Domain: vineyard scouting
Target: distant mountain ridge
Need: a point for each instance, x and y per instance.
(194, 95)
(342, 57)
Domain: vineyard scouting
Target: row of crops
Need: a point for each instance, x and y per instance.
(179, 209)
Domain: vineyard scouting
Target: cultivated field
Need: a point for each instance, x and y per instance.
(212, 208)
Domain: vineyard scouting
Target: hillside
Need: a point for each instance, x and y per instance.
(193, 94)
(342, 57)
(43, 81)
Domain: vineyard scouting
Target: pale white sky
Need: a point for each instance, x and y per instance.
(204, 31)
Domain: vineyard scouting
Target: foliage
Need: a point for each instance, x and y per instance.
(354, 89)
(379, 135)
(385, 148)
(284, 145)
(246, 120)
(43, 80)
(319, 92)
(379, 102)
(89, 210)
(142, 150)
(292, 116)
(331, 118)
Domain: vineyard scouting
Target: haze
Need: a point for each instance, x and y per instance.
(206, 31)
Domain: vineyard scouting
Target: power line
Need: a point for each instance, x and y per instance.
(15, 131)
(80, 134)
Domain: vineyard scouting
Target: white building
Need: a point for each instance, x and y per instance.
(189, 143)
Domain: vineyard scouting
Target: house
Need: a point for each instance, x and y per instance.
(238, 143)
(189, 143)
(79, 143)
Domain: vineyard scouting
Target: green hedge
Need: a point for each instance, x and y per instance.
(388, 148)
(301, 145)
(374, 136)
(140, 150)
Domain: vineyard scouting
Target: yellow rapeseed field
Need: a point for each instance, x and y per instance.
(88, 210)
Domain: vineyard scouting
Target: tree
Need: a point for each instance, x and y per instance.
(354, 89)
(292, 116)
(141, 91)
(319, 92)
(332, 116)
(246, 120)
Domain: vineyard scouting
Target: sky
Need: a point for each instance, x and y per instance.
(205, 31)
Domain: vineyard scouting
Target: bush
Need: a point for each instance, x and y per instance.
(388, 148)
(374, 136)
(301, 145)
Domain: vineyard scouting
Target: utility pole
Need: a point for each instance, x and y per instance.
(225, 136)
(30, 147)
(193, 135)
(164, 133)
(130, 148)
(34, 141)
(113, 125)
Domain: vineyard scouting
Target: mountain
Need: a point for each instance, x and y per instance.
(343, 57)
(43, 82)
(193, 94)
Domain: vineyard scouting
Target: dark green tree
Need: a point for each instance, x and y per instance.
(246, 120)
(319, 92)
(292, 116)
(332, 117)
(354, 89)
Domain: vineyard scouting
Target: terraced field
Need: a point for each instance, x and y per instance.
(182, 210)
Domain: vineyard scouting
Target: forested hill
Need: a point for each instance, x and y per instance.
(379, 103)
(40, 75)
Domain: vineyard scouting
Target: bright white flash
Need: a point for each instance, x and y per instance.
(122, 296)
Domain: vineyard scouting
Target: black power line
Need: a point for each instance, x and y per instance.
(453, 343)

------------------------------------------------------------

▶ DEINE AUFGABE: Gib jede Zeile der obigen Daten zurück, in der die Zeichenfolge „white“ vorkommt. Groß- und Kleinschreibung ist dabei zu beachten.

▶ GELÖSTE AUFGABE:
Target: pale white sky
Target: white building
Target: bright white flash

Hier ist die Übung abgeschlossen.